» **ПРЕДОСТАВЛЕННЫЙ ФРАГМЕНТ**:
- - -

Извечный вопрос: кем быть? Военным или дипломатом, по мнению отчима, – только так и никак иначе. Дипломатом – считала мать, понимавшая, насколько любимый сын не создан для военной службы. К ужасу обоих, Шарль заявил, что станет писателем. Сводный брат Альфонс, сын отца от первого брака и судейский чиновник, предложил ему поступить в Школу права, где можно приобрести полезную профессию, не отказываясь от занятий литературой. Пришлось согласиться.
Литературная карьера часто начиналась в среде богемы и нередко там же заканчивалась. Богема – это не только «словесных рек кипение и шорох», но абсент, морфий, публичные дома. Бодлер рано приобщился к этому; результат – наркомания и сифилис, которые свели его в могилу. Послушаем Труайя, писавшего о том, о чем умолчал Готье: «Раньше, когда он еще не знал плотской любви, единственной женщиной в мире была для него мать. И дабы ей не изменять, он стал выбирать в качестве партнерш для постельных забав тех, кто казался предельно далек от идеала, каким всегда представлялась ему мать». Здесь один из ключей и ко многим будущим стихам, и к странным отношениям поэта с женщинами.
Беспутная жизнь, которой юный денди Шарль нарочито бравировал перед товарищами и особенно в «хороших домах», быстро закончилась гонореей и долгами, особенно у портных. В 1841 году отчим, по просьбе Альфонса и для сохранения хоть какого-то мира в семье, оплатил долги пасынка и отправил с глаз долой – в Индию, как бы для занятий торговлей, чтобы, по изящному выражению Готье, «дать другое направление его мыслям, в которых он упорствовал». До Индии Шарль не добрался, уговорив капитана во время стоянки на острове Бурбон (ныне Реюньон) отправить его домой. В этом был прямой резон: в апреле 1842 года ему исполнялся 21 год, и, достигнув совершеннолетия, он вступал во владение своей долей отцовского наследства. Путешествие дало Бодлеру многое – своими глазами он увидел то, чего не видел ни один из героев нашей книги, за исключением Бальмонта и Эверса. Путешественник Готье так написал об этом:
«Его пленяло небо, на котором блистают созвездия, неизвестные в Европе; великолепные исполинские растения с всепроникающим ароматом, прекрасные причудливые пагоды, смуглые фигуры, задрапированные в белые ткани, – вся эта экзотическая природа, такая знойная, мощная и яркая; в своих стихах он часто вновь и вновь возвращается от туманов и слякоти Парижа к этим странам лазури, света и ароматов. В его самых мрачных произведениях вдруг точно откроется окно, через которое, вместо черных труб и дымных крыш, глянет на вас синее море Индии или какой-нибудь золотой берег, где легкой поступью проходит стройная фигура полунагой жительницы Малабара, несущая на голове глиняный кувшин. Не желая вторгаться в личную жизнь поэта, мы все-таки позволим себе выразить предположение, что именно во время этого путешествия он создал себе культ Черной Венеры, которому и остался верен всю жизнь».

- - -

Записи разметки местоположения

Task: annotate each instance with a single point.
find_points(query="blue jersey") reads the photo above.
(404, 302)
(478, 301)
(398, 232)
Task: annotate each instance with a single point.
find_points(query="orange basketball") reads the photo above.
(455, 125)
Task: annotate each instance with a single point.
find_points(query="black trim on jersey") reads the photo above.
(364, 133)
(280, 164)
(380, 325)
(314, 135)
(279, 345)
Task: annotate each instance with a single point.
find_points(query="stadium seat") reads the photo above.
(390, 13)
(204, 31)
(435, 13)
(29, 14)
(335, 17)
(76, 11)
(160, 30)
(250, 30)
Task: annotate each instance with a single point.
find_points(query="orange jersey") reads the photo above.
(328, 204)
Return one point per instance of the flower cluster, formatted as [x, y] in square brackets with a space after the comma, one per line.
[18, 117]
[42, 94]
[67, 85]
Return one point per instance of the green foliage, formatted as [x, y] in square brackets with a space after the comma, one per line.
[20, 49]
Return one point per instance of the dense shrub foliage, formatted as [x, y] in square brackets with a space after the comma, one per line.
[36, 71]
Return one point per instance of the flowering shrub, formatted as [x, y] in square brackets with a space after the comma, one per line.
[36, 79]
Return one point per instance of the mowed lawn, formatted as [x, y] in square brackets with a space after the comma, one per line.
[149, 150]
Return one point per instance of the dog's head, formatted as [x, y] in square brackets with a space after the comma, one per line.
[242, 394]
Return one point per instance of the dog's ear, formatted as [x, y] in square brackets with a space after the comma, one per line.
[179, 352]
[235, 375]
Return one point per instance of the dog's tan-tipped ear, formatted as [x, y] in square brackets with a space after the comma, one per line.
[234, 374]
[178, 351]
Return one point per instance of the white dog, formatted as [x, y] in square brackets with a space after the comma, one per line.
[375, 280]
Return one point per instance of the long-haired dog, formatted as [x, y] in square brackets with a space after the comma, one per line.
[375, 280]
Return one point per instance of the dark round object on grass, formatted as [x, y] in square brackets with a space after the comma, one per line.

- - -

» **ЗАДАНИЯ**:
1 - Пожалуйста, воспроизведите без изменений часть фрагмента о Бодлере от слов «Извечный вопрос: кем» до слов «литературой. Пришлось согласиться.».
2 - Соберите из записей все строки, где встречается слово «line».
Фрагмент о Бодлере и записи никак не связаны друг с другом.

» **ОТВЕТЫ**:
1 -
Извечный вопрос: кем быть? Военным или дипломатом, по мнению отчима, – только так и никак иначе. Дипломатом – считала мать, понимавшая, насколько любимый сын не создан для военной службы. К ужасу обоих, Шарль заявил, что станет писателем. Сводный брат Альфонс, сын отца от первого брака и судейский чиновник, предложил ему поступить в Школу права, где можно приобрести полезную профессию, не отказываясь от занятий литературой. Пришлось согласиться.

2 -
Return one point per instance of the flower cluster, formatted as [x, y] in square brackets with a space after the comma, one per line.
Return one point per instance of the green foliage, formatted as [x, y] in square brackets with a space after the comma, one per line.
Return one point per instance of the dense shrub foliage, formatted as [x, y] in square brackets with a space after the comma, one per line.
Return one point per instance of the flowering shrub, formatted as [x, y] in square brackets with a space after the comma, one per line.
Return one point per instance of the mowed lawn, formatted as [x, y] in square brackets with a space after the comma, one per line.
Return one point per instance of the dog's head, formatted as [x, y] in square brackets with a space after the comma, one per line.
Return one point per instance of the dog's ear, formatted as [x, y] in square brackets with a space after the comma, one per line.
Return one point per instance of the dog's tan-tipped ear, formatted as [x, y] in square brackets with a space after the comma, one per line.
Return one point per instance of the white dog, formatted as [x, y] in square brackets with a space after the comma, one per line.
Return one point per instance of the long-haired dog, formatted as [x, y] in square brackets with a space after the comma, one per line.
Return one point per instance of the dark round object on grass, formatted as [x, y] in square brackets with a space after the comma, one per line.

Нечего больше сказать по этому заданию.